<<<<

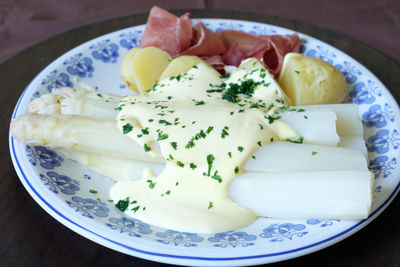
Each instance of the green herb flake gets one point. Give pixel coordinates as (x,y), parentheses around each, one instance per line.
(174,145)
(135,209)
(127,128)
(210,160)
(236,170)
(297,141)
(199,103)
(146,148)
(193,166)
(122,204)
(145,131)
(161,136)
(180,164)
(151,184)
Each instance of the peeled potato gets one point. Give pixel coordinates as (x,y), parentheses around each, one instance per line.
(180,65)
(141,67)
(311,81)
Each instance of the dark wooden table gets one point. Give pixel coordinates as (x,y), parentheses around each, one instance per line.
(31,237)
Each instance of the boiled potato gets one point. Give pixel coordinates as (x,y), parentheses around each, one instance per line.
(141,68)
(180,65)
(311,81)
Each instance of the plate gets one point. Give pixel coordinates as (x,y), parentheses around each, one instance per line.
(62,187)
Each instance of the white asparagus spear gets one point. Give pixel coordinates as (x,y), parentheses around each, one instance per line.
(78,133)
(323,134)
(335,194)
(348,120)
(288,157)
(100,136)
(354,142)
(117,169)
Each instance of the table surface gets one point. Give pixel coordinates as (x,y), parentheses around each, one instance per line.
(31,237)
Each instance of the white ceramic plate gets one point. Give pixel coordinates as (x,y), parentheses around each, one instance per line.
(62,187)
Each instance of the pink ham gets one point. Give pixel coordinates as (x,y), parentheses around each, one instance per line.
(205,42)
(280,45)
(167,32)
(269,50)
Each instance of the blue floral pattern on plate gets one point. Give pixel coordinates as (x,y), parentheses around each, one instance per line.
(64,186)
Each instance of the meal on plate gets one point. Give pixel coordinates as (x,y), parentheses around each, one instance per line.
(224,128)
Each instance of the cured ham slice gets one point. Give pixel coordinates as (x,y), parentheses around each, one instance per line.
(272,58)
(167,32)
(269,50)
(205,42)
(178,37)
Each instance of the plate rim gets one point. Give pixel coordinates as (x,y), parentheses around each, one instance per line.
(87,233)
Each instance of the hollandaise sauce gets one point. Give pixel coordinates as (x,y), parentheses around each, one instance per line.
(205,127)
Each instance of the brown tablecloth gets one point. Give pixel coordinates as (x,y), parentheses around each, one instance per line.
(30,237)
(372,22)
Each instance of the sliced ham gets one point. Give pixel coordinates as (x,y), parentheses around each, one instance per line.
(167,32)
(205,42)
(280,45)
(248,44)
(178,37)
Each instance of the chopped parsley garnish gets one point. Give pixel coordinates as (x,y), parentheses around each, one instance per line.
(236,170)
(224,132)
(298,141)
(161,136)
(151,184)
(122,204)
(210,160)
(217,177)
(166,123)
(199,103)
(272,119)
(127,128)
(146,148)
(180,164)
(174,145)
(193,166)
(145,131)
(135,209)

>>>>

#### ABOUT THIS TASK:
Would you retype every record above exactly, leaving out the pictures?

#### SOLUTION FOR THIS TASK:
Each instance of the green herb flake gets one point. Give pixel coordinates as (x,y), parentheses around each, one instance per line.
(174,145)
(135,209)
(127,128)
(210,160)
(236,170)
(297,141)
(199,103)
(146,148)
(193,166)
(122,204)
(145,131)
(161,136)
(180,164)
(151,184)
Each instance of the peeled potato gets one point. Give pixel coordinates as (x,y), parentheses around each, one instance per line.
(180,65)
(141,67)
(311,81)
Each instance of the dark wooden table gets one point. Give pixel coordinates as (x,y), parentheses around each, one instance per line.
(31,237)
Each instance of the boiled potato gets one point. Give pixel coordinates as (x,y), parentheses around each, one instance per line.
(141,68)
(180,65)
(311,81)
Each instance of the plate gets one point. Give pixel coordinates as (x,y), parentheses around each, one instance per line.
(62,187)
Each instance of the white asparagus spear gets one point. Give pixel coordinates as (x,y), parentheses around each, one instance per line.
(78,133)
(323,134)
(335,194)
(348,120)
(288,157)
(100,136)
(354,142)
(117,169)
Each instance of the table surface gets one point. Give pixel coordinates as (x,y), parentheses around each, one instance per line.
(31,237)
Each instance of the white ceramic plate gets one point. Give pixel coordinates as (x,y), parentheses around each, one instance per line.
(62,187)
Each instance of the pink ham gets one point. Give pixel coordinates as (x,y), parentheses around each, one instance per line.
(205,42)
(280,45)
(167,32)
(269,50)
Each instance of the blue floral pattern on plate gets one point. Give pixel coordinates as (x,y), parentheses around each, one instance per line.
(64,186)
Each instance of the meal on plate gets one point. Give pixel coordinates as (x,y), parentheses around each, one instance per line.
(224,128)
Each instance of the cured ham slice gets one point. Give pixel coordinates as (x,y), parentheses around each, one instance per line.
(272,58)
(167,32)
(269,50)
(205,42)
(178,37)
Each instance of the plate rim gets one point. Give pixel coordinates as (x,y), parentheses around each, one instance per line.
(87,233)
Each instance of the hollandaise sauce gets one point. Give pixel coordinates as (x,y), parentheses around each, one instance per line.
(205,127)
Each instance of the brown tablecloth gets one point. Give pixel coordinates as (x,y), parentheses around each, one instance per line.
(30,237)
(372,22)
Each instance of the sliced ham gets one point. Give pixel coordinates as (x,y), parentheses around each, one instance per line.
(167,32)
(205,42)
(280,45)
(248,44)
(178,37)
Each instance of the chopped parsley garnish gets one point. Give pixel coordinates as (x,y), parentheses around each, one instance per line.
(236,170)
(224,132)
(298,141)
(161,136)
(151,184)
(122,204)
(210,160)
(217,177)
(166,123)
(199,103)
(272,119)
(127,128)
(146,148)
(180,164)
(174,145)
(193,166)
(145,131)
(135,209)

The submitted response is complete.